● DIRECTIONS FOR THIS TASK: Locate each line in the records containing the word "dark" and copy it.

● SOURCE MATERIAL:
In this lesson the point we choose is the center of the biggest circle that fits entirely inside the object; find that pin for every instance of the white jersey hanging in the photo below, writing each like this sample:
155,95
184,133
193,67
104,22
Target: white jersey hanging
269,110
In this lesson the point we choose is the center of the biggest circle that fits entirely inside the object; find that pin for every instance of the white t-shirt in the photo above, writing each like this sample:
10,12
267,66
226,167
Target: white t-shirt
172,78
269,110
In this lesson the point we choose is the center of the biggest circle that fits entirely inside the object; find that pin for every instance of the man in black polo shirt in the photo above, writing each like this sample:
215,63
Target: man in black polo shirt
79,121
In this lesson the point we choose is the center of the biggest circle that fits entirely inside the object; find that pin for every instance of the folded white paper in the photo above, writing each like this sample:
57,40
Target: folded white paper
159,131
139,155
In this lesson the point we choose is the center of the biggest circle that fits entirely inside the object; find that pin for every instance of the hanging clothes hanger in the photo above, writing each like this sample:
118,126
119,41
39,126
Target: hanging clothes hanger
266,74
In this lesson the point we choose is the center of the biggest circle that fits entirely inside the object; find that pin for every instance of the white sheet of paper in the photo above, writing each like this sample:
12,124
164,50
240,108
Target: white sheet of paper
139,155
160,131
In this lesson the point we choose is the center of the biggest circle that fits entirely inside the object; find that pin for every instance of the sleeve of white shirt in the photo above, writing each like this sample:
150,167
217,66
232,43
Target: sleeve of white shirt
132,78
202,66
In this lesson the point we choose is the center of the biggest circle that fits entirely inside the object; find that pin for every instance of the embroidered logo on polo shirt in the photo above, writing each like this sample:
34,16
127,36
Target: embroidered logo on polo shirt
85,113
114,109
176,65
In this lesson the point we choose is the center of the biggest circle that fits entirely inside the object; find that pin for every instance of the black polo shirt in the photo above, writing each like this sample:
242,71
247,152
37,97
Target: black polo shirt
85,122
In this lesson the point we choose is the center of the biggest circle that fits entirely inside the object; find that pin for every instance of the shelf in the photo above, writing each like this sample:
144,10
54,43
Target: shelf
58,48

==

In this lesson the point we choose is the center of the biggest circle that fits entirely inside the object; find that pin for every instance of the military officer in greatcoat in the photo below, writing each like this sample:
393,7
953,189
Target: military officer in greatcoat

...

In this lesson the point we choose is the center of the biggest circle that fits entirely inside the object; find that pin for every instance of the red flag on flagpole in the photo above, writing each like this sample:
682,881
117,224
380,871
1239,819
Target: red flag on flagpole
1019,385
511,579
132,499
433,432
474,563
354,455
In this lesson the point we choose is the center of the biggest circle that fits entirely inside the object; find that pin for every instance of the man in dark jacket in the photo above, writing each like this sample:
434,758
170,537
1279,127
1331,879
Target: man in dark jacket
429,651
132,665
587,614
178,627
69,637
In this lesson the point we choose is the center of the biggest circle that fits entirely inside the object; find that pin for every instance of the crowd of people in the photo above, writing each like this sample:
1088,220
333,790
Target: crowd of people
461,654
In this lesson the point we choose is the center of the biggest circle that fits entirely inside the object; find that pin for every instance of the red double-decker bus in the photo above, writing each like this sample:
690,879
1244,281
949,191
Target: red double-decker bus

● RESULT FOR THIS TASK:
In this lesson the point we choose is the center of the biggest circle that fits entirely inside the object; find that pin for every instance of the man in dark jacket in the photo above, writing each like this sample:
Target: man in dark jacket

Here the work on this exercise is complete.